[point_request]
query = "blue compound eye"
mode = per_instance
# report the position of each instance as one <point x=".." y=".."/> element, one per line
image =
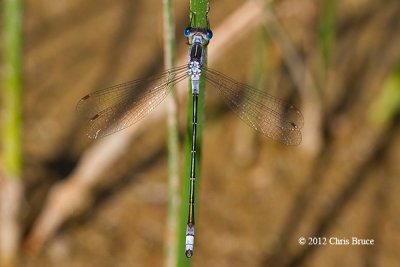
<point x="187" y="31"/>
<point x="209" y="34"/>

-- Work request --
The entries must be written out again unchanged. Images are to be left out.

-- Result below --
[point_request]
query = "blue compound eye"
mode = per_instance
# report the position of each instance as one <point x=".." y=".."/> element, one per line
image =
<point x="187" y="31"/>
<point x="209" y="34"/>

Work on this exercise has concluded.